**The request**. Retype every one of the entries below word for word, leaving the pictures out of your copy.

[Some records]
* * * *
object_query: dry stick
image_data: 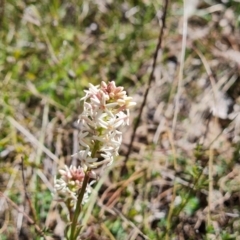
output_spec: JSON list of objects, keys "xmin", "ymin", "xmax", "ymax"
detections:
[
  {"xmin": 0, "ymin": 192, "xmax": 46, "ymax": 239},
  {"xmin": 172, "ymin": 0, "xmax": 188, "ymax": 135},
  {"xmin": 123, "ymin": 0, "xmax": 168, "ymax": 165},
  {"xmin": 21, "ymin": 157, "xmax": 37, "ymax": 225}
]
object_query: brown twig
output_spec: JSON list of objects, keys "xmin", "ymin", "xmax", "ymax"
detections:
[
  {"xmin": 21, "ymin": 157, "xmax": 37, "ymax": 222},
  {"xmin": 124, "ymin": 0, "xmax": 168, "ymax": 165}
]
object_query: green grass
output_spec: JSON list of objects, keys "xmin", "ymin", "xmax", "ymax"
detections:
[{"xmin": 0, "ymin": 0, "xmax": 240, "ymax": 240}]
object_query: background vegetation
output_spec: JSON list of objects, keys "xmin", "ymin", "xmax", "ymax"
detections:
[{"xmin": 0, "ymin": 0, "xmax": 240, "ymax": 240}]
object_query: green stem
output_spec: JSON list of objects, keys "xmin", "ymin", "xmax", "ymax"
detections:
[{"xmin": 70, "ymin": 169, "xmax": 90, "ymax": 240}]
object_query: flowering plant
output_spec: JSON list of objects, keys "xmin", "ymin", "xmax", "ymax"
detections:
* * * *
**Expected answer**.
object_query: dry stick
image_data: 
output_spec: JSON list of objects, keys "xmin", "ymin", "xmax", "ymax"
detections:
[
  {"xmin": 0, "ymin": 192, "xmax": 46, "ymax": 239},
  {"xmin": 172, "ymin": 0, "xmax": 188, "ymax": 135},
  {"xmin": 123, "ymin": 0, "xmax": 168, "ymax": 165},
  {"xmin": 21, "ymin": 157, "xmax": 37, "ymax": 225}
]
object_query: brown twig
output_spec: JSON list of objects, keys "xmin", "ymin", "xmax", "ymax"
detections:
[
  {"xmin": 21, "ymin": 157, "xmax": 37, "ymax": 222},
  {"xmin": 124, "ymin": 0, "xmax": 168, "ymax": 165}
]
object_query: green grass
output_spec: JSON list of objects, keys "xmin", "ymin", "xmax", "ymax"
detections:
[{"xmin": 0, "ymin": 0, "xmax": 240, "ymax": 240}]
object_query: background vegetation
output_spec: JSON list of objects, keys "xmin", "ymin", "xmax", "ymax"
detections:
[{"xmin": 0, "ymin": 0, "xmax": 240, "ymax": 240}]
object_query: green stem
output_spec: JSON list of objects, keys "xmin", "ymin", "xmax", "ymax"
detections:
[{"xmin": 70, "ymin": 169, "xmax": 90, "ymax": 240}]
object_query: flowering plant
output_spec: JSON list of objects, keys "xmin", "ymin", "xmax", "ymax"
detections:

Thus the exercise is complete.